PROVIDED TEXT –

/---

I am trying I really am. I am just so damn grouchy, it seems everything out there is on my do not eat list. Bah.

Blog Apathy

I have felt completely uninspired to write much lately. Honestly, what is so interesting in the mind of a 31 year old stay at home mom in BFE Northeast? Not so much it seems. I know I am selling myself short, and I am sure it is the damn pregnancy hormones but I have felt so apathetic in general lately. I haven't read a book since we got back from vacation at the end of January. I have however managed to watch Law and Order reruns religiously the past week or so. Obviously this is a clear sign of a rut.

Today I am seeing a glimmer of light though. The sun actually shone today, I cleaned my entire house (the in-laws arrive tomorrow) and I have dusted off my blog. My requested copy of Angels and Demons has arrived at the library, trashy pop-fiction, but still a book. Perhaps I will start it tomorrow.

Thursday, February 19, 2004

Thanks Dear

As we are cleaning up from dinner, M looks over at me and says "Wow, you are really getting big. You look much more near the end than just in the middle [of your pregnancy]. "

Thanks dear. What would I do without you?

It's the Small Things

No, not those sweet, wonderful, small surprises that occasionally happen, those things that make you smile and be grateful to be alive. No, I'm talking about those other things. Those small, annoying, tedious, sometimes painful things that make you wonder exactly what higher being you pissed off today.

Take last night for instance. Or to be more exact the wee hours of this morning. I was woken by these stragne chirping noises. It sounded like a steam radiator but since we have electric heat I couldn't figure out what it could be. So I sat up and that's when it hit me. The smell. You don't forget a smell like that. Skunk. Freshly sprayed skunk. I cursed under my breath and prayed at the same time that it was some bad pregnancy dream.

\---

TASK DESCRIPTION – Pick up the blog text about the skunk night and keep writing from the point where it stops. The records aren't needed for this.

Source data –
/---

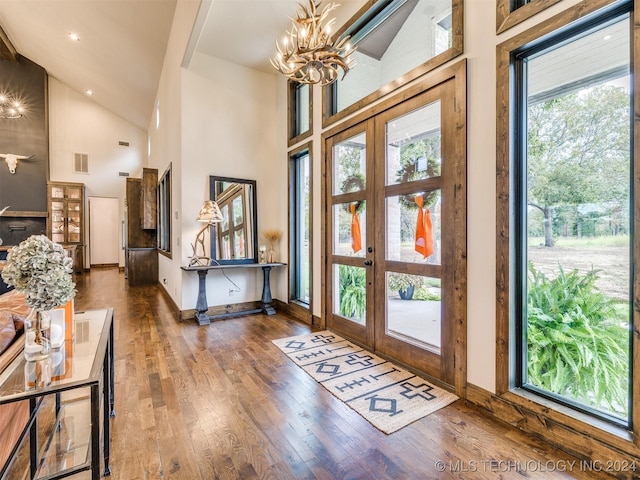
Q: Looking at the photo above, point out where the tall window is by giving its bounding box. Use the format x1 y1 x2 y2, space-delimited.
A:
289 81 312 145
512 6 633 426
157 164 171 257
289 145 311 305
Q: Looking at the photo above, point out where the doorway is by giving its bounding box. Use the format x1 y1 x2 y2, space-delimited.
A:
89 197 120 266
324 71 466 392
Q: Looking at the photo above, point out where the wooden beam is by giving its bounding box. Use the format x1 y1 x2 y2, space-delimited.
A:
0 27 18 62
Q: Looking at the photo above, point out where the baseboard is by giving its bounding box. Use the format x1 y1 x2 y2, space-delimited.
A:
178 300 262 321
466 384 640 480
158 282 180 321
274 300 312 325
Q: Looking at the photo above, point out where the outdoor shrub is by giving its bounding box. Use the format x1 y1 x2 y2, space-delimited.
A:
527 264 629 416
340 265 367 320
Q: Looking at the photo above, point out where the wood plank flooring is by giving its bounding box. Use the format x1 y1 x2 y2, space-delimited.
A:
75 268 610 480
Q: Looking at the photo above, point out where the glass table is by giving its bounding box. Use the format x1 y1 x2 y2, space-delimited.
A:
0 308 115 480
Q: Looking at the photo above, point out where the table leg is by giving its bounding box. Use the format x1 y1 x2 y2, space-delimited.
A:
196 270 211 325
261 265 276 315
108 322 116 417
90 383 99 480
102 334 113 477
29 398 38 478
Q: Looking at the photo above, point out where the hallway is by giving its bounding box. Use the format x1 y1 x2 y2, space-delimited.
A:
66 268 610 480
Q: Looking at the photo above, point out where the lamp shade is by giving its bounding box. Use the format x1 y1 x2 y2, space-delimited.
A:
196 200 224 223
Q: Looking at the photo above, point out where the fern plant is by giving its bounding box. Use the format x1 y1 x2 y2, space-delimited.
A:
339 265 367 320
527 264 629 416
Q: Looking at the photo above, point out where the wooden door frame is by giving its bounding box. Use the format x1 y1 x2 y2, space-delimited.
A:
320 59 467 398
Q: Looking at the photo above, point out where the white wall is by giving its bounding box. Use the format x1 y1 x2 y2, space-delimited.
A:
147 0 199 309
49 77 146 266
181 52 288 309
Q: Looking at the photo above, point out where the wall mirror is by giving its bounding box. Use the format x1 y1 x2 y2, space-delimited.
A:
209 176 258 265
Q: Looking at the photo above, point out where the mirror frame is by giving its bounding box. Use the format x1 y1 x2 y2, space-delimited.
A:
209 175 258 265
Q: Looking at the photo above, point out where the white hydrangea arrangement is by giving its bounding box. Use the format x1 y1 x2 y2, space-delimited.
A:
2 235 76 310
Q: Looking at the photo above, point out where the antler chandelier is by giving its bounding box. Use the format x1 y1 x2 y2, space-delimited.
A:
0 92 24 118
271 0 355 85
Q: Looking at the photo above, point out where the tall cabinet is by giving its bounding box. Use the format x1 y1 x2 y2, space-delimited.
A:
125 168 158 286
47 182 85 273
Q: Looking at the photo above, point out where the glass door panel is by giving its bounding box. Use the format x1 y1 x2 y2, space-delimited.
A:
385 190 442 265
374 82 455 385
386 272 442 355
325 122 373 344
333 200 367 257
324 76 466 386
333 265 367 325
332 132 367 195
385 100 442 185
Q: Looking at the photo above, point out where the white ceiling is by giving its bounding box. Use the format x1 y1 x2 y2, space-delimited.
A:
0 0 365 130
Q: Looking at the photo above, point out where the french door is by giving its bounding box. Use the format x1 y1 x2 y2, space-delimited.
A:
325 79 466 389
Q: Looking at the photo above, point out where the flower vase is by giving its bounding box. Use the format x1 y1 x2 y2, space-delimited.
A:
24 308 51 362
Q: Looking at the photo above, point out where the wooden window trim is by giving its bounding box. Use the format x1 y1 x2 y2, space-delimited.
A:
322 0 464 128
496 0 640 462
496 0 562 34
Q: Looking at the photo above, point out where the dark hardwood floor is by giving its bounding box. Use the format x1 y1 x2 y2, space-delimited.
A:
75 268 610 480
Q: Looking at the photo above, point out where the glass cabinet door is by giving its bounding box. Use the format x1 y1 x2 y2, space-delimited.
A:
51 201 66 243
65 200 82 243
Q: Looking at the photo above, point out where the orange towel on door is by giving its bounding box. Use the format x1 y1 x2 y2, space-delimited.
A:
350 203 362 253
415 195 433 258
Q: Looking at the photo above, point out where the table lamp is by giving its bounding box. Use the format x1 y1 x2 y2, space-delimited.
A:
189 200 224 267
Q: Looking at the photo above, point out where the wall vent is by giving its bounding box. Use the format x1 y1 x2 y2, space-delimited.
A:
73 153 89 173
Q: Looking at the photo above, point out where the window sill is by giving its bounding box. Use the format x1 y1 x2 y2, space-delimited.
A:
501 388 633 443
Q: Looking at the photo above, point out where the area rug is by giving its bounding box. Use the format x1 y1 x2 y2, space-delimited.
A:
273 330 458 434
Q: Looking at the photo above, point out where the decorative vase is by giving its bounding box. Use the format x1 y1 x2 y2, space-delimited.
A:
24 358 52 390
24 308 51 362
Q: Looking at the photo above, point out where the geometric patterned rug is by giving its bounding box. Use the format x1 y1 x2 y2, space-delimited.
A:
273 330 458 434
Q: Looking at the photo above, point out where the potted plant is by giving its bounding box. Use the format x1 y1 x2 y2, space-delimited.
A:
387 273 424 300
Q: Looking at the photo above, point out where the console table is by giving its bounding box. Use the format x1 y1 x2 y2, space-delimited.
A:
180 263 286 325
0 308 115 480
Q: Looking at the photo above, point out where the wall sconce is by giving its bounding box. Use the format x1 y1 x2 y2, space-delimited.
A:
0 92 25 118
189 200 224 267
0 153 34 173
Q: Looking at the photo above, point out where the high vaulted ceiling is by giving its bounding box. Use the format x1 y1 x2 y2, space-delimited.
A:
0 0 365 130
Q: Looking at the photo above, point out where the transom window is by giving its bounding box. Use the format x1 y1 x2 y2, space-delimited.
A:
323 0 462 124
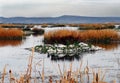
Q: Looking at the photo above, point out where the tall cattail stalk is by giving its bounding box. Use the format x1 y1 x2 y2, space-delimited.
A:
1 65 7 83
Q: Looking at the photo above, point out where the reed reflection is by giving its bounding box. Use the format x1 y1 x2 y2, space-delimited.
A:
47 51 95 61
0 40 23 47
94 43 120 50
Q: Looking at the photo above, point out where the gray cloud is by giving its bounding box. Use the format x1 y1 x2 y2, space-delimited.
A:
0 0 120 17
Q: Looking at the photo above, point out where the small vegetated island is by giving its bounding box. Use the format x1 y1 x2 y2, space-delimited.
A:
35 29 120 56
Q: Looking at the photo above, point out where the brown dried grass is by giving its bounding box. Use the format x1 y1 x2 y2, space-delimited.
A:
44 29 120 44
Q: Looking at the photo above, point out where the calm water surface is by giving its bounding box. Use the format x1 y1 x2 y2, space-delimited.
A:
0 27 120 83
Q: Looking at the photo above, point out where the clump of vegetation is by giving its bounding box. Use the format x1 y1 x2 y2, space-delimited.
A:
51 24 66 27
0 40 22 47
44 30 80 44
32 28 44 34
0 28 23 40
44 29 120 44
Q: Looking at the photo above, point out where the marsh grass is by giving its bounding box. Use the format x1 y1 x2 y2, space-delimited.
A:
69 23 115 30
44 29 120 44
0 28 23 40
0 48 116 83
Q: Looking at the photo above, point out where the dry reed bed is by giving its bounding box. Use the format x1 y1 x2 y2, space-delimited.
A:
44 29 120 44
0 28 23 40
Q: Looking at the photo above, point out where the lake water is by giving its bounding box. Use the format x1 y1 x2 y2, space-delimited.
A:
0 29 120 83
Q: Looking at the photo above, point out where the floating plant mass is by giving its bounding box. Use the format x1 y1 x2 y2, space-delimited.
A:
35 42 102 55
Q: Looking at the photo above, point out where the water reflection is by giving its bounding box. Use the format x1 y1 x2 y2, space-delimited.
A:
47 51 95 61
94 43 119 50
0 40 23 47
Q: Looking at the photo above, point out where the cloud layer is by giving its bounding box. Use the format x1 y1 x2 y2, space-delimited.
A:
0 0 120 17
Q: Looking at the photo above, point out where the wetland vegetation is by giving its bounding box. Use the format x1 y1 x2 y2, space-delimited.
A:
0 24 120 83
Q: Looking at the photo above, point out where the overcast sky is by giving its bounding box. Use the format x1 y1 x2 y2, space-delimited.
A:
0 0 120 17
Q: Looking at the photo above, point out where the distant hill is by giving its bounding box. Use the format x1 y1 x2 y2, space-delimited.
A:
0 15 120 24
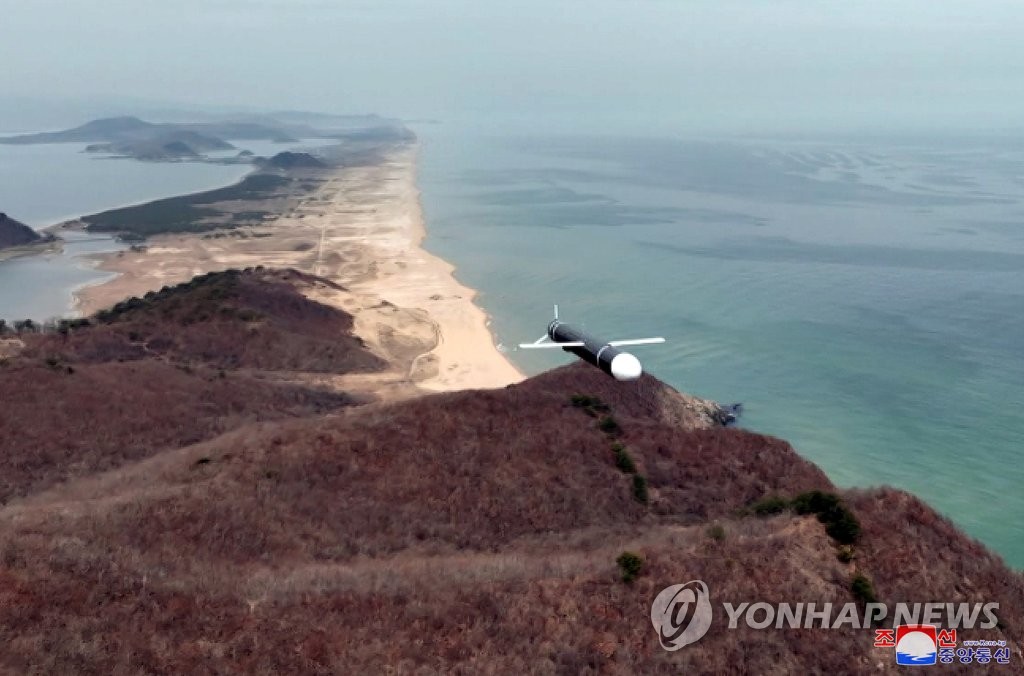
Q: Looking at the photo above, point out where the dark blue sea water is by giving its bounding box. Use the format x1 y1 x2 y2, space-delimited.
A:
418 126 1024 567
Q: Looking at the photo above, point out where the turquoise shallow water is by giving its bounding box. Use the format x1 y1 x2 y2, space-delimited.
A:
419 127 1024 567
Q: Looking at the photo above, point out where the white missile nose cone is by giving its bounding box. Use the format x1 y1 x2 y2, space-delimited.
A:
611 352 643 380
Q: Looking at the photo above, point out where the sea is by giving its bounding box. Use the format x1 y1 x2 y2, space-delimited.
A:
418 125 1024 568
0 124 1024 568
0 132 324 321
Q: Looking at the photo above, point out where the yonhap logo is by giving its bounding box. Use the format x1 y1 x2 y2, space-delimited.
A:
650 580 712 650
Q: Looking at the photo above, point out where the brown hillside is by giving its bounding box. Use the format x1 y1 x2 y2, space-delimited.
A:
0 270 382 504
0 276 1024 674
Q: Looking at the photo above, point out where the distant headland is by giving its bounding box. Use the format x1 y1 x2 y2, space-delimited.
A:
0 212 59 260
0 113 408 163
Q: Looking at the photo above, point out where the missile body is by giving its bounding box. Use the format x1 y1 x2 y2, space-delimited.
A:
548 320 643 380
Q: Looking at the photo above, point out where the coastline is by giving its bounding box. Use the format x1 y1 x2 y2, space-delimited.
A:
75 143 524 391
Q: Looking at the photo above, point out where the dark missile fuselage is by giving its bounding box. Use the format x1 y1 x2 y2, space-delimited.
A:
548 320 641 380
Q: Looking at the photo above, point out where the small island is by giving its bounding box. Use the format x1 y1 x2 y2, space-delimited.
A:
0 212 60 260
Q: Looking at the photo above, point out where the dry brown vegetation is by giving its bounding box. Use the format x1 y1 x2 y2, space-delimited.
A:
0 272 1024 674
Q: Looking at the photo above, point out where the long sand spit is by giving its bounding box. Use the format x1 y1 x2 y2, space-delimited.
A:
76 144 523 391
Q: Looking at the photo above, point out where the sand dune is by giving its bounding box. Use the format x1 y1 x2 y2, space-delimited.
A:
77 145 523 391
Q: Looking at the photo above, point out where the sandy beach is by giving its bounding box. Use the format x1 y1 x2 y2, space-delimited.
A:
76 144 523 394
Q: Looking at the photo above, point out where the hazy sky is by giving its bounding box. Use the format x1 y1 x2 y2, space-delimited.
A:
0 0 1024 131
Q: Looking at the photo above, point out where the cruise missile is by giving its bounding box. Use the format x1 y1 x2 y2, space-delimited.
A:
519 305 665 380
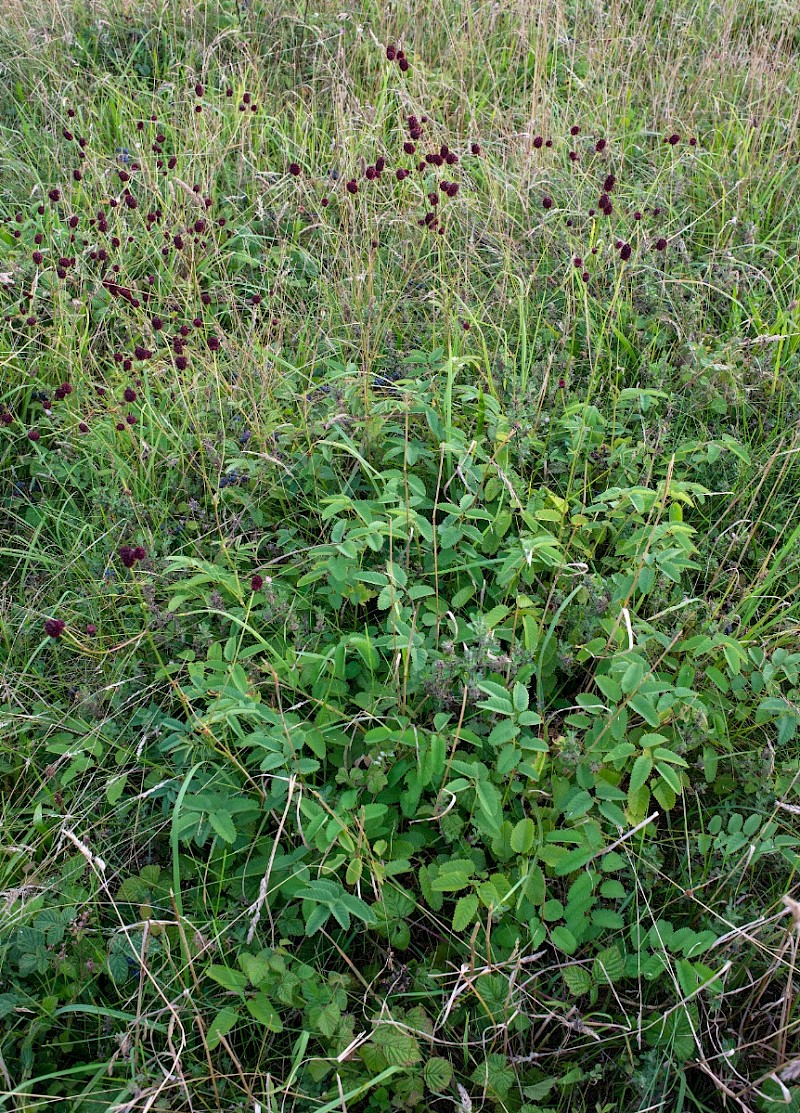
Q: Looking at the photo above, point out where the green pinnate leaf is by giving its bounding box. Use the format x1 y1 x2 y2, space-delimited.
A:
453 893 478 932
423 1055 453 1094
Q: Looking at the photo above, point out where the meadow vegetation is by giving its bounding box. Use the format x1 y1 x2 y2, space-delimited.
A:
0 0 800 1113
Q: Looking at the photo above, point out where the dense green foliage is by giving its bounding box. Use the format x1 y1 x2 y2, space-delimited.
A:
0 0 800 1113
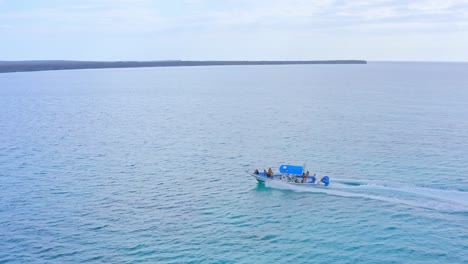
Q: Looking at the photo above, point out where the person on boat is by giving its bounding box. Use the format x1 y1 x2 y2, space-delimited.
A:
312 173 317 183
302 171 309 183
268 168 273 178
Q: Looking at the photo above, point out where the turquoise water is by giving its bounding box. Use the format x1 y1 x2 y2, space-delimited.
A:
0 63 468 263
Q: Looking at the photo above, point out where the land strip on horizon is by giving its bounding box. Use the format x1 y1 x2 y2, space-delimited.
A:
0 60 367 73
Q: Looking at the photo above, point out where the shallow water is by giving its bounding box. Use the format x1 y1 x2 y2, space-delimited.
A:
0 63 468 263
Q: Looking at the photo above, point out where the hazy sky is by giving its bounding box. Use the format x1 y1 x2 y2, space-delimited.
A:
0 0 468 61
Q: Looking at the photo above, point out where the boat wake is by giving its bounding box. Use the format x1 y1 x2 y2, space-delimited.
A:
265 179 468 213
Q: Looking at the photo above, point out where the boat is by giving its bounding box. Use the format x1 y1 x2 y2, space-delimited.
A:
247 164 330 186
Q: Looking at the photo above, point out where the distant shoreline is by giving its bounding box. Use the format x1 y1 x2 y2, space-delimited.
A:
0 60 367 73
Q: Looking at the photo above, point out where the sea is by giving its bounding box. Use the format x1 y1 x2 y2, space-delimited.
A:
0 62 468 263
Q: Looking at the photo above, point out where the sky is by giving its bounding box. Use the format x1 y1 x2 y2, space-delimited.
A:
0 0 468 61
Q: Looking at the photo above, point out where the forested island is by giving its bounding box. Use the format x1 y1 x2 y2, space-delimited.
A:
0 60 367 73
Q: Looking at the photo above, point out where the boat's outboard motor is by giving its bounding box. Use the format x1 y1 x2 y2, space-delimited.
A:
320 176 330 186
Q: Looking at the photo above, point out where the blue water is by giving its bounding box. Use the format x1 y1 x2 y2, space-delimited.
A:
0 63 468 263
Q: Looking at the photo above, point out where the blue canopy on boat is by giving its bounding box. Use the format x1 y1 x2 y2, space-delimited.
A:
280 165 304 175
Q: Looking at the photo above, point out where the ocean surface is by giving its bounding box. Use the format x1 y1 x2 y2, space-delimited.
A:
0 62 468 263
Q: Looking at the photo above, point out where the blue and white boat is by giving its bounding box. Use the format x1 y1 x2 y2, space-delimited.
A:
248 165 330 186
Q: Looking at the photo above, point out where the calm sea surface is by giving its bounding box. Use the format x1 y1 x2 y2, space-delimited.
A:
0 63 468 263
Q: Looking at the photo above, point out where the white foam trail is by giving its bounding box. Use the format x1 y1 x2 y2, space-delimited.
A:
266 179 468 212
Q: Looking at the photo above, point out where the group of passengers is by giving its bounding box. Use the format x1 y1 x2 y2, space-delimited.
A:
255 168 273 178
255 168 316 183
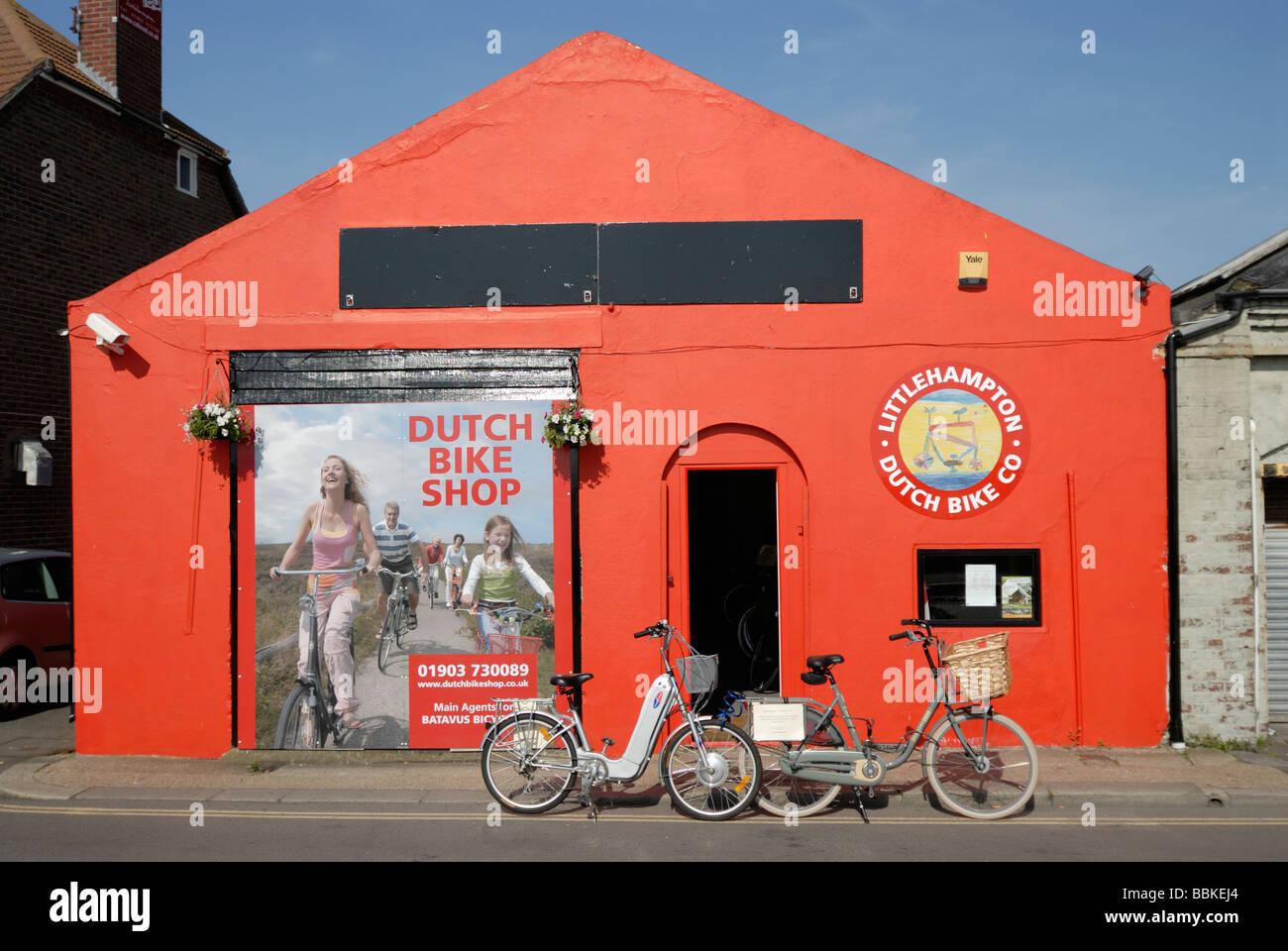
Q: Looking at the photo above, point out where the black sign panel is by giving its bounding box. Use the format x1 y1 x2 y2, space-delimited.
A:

\---

EXERCISE RESPONSE –
But no, some poor skunk got in some terrible fight right under our bedroom window. Considering I live in a large apartment complex with probably 15 buildings and 18 units in each building with at least 6 windows in each unit - what are the odds it would be OUR window? But of course it was. Just part of a long string of small, stupid things that just seem to be happening to us lately. At least this one didn't cost us any money like many of the others have. It's these small things that just repeatedly beat you up, make you want to hide under the covers for days (if your covers didn't smell like skunk that is) and make you wonder what is possibly going to happen next.

So my whole apartment stinks. Though the smell of vinegar is slowly winning the battle. It was my only option, as opening a window for fresh air wouldn't exactly help.

It must be me and pregnancy. It's a whole other post about how our dalmatian got sprayed with a skunk exactly 2 years ago on a freezing cold Boston night when I was 37 weeks pregnant and we had to bring him inside to clean him up. You just don't forget smells like that. I had thought that we had paid our skunk dues with that debacle, but I guess I was wrong yet again.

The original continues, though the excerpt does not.